Records to process
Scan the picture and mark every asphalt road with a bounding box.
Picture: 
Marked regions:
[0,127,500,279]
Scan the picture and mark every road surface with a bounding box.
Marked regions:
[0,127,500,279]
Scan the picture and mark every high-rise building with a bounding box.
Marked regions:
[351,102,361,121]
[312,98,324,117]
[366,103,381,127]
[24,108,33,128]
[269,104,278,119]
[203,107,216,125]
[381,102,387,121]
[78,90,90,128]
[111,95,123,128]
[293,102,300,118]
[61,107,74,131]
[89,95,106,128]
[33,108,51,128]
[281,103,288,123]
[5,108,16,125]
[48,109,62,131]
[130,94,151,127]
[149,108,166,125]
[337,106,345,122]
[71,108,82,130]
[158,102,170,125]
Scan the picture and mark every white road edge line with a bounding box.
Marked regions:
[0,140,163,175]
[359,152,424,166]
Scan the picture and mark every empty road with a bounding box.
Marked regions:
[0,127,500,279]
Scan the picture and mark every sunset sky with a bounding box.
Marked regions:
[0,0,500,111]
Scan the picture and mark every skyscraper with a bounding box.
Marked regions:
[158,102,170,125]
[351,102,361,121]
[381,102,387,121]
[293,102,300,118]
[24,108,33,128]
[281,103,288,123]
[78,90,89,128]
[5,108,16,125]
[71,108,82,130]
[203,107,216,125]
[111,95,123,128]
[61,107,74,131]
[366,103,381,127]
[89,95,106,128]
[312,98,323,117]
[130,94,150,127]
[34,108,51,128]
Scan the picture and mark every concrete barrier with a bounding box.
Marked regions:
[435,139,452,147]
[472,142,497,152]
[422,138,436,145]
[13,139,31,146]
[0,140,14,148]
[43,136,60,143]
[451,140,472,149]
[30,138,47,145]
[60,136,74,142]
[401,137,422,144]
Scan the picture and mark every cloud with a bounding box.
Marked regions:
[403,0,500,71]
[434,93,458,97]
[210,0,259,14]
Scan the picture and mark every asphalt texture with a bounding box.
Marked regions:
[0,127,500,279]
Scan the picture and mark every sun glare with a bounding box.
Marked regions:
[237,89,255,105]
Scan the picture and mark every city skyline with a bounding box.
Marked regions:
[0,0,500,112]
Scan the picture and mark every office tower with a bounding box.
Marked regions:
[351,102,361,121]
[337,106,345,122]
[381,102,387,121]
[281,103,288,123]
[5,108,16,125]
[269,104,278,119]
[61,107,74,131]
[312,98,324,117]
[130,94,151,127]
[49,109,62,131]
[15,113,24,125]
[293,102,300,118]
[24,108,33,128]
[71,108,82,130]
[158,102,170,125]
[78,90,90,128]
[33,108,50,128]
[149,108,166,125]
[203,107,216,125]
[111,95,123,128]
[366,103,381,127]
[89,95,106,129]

Exercise aim
Reproduce only the part of the entries that opens with the line containing "Scan the picture and mark every cloud" and closes with the line containing "[0,0,500,112]", with "Marked regions" switched to "Labeled regions" and everything else unchanged.

Correct result
Scan the picture and mark every cloud with a bounding box.
Labeled regions:
[403,0,500,71]
[434,93,458,97]
[210,0,259,14]
Scan the picture and mark every asphalt texture with a bounding box.
Labeled regions:
[0,127,500,279]
Scan the picture and mark every sun glare with a bounding box.
Labeled regions:
[237,89,255,105]
Scan the picture and mark every city skyline with a bounding box.
Labeled regions:
[0,0,500,112]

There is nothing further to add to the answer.